Исходя отсюда, пифагорейцы занялись дальнейшей разработкой музыкальной теории, куда мы за ними не последуем. Априорный закон поступательного движения и необходимости движения в числовых соотношениях представляет собою нечто совершенно темное. Это — поприще для путаных голов, так как всюду появляются, но и снова исчезают, намеки на понятия и поверхностные аналогии. Что же касается вообще дальнейшего развития взгляда на вселенную как на числовую систему, то и здесь обнаруживается, каких огромных размеров достигла путаница и темнота мысли у позднейших пифагорейцев. Прямо невероятно, сколько труда они потратили как на то, чтобы выразить философские мысли в системе чисел, так и на усилия понять те выражения, которые они получили от других, и на вкладывание в них всевозможных смыслов.

Там, где они определяли физические и нравственные явления посредством чисел, все превращалось у них в неопределенные и безвкусные соотношения, которым недоставало понятия. Но что касается древних пифагорейцев, то нужно сказать, что у нас остались лишь главные моменты их объяснений. Платон дает нам образчик такого представления о вселенной как о системе чисел, но Цицерон и более древние источники всегда называют эти числа платоновскими, и, по-видимому, они не приписывались пифагорейцам. Мы поэтому будем говорить об этом представлении ниже; их темнота уже во время Цицерона вошла в пословицу, и в них чрезвычайно мало древнего.

с. Пифагорейцы, кроме того, сконструировали посредством чисел картину небесных тел видимой вселенной, и здесь сразу становится ясной скудость и абстрактность определения посредством чисел. Аристотель говорит (Met., 1, 5): «Так как они определяли числа как начала всей природы, то они подводили под числа и их соотношения все определения и части неба и всей природы, и там, где что-либо не совпадало, они старались восполнить этот недостаток, чтобы получилось совпадение; так как, например, число десять казалось им наиболее совершенным, обнимающим всю природу чисел, то они говорили, что движущихся на небе сфер также десять, но так как мы видим только девять таких сфер, то они выдумали десятую, Противоземлю (αντίχθονα)». Эти девять сфер суть: во-первых, млечный путь, или неподвижные звезды, затем семь звезд, которые все считались тогда планетами, а именно Сатурн, Юпитер, Марс, Венера, Меркурий, Солнце и Луна, и, в-девятых, Земля; десятой сферой является, таким образом, Противоземля, относительно которой мы должны оставить нерешенным вопрос, мыслили ли ее пифагорейцы как скрытую от нас противоположную сторону земли или как совершенно другое мировое тело.

Сохранённые записи:
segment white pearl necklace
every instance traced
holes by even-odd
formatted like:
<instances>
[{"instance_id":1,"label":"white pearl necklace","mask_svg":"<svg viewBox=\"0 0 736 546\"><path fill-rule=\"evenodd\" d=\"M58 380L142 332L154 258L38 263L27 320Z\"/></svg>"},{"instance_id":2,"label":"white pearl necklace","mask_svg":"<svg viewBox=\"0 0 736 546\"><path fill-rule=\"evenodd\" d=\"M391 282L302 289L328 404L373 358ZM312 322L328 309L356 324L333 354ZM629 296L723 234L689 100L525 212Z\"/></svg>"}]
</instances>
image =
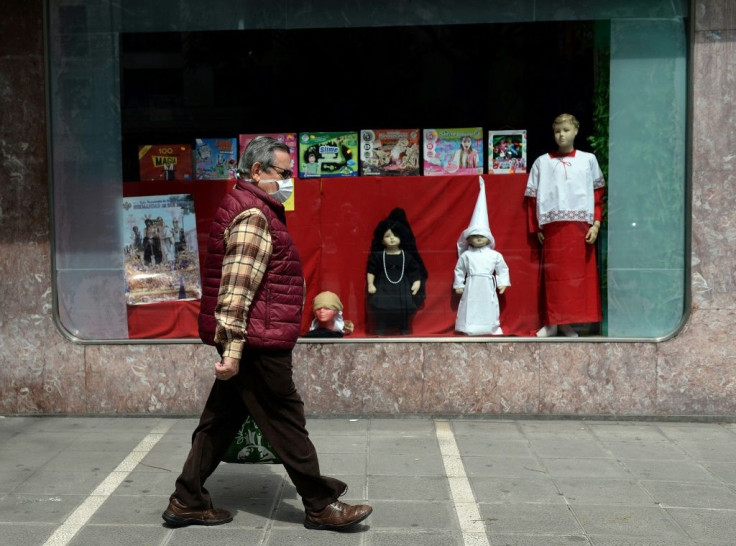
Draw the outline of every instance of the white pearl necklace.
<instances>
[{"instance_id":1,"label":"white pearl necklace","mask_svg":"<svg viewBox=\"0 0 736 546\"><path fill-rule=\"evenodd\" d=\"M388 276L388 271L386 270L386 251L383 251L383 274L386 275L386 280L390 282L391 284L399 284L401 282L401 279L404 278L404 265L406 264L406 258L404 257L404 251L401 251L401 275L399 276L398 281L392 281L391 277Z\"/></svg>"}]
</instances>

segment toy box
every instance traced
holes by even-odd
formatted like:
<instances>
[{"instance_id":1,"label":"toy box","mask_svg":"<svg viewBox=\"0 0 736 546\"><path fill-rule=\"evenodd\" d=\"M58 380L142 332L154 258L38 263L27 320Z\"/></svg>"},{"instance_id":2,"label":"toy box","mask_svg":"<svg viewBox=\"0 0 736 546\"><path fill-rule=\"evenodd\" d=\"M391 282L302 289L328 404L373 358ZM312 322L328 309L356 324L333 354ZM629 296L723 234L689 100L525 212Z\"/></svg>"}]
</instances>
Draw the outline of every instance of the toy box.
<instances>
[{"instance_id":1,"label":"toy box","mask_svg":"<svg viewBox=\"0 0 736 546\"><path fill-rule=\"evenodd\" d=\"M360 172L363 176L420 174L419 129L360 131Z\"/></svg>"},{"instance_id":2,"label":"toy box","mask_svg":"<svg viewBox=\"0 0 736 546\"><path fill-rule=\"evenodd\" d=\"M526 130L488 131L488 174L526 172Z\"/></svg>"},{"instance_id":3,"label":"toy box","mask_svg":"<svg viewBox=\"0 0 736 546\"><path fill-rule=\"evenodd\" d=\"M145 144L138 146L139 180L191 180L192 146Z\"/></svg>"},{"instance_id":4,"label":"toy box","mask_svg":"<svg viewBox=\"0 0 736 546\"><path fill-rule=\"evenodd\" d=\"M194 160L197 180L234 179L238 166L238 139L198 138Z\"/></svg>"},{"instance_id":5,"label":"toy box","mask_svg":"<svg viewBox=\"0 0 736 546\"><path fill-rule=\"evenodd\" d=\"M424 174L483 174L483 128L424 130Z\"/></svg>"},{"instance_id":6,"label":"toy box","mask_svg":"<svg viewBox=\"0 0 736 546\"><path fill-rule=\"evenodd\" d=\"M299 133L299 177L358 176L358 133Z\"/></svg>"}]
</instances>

● **Задание A**
Как в отрывке о пифагорейцах названа десятая сфера, которую они выдумали?
● **Задание B**
Выпишите дословно часть отрывка о пифагорейцах, начиная с «Там, где они» и заканчивая «чрезвычайно мало древнего.».
Записи для работы не понадобятся.

● **Поле ответа A**
Противоземля (αντίχθονα).

● **Поле ответа B**
Там, где они определяли физические и нравственные явления посредством чисел, все превращалось у них в неопределенные и безвкусные соотношения, которым недоставало понятия. Но что касается древних пифагорейцев, то нужно сказать, что у нас остались лишь главные моменты их объяснений. Платон дает нам образчик такого представления о вселенной как о системе чисел, но Цицерон и более древние источники всегда называют эти числа платоновскими, и, по-видимому, они не приписывались пифагорейцам. Мы поэтому будем говорить об этом представлении ниже; их темнота уже во время Цицерона вошла в пословицу, и в них чрезвычайно мало древнего.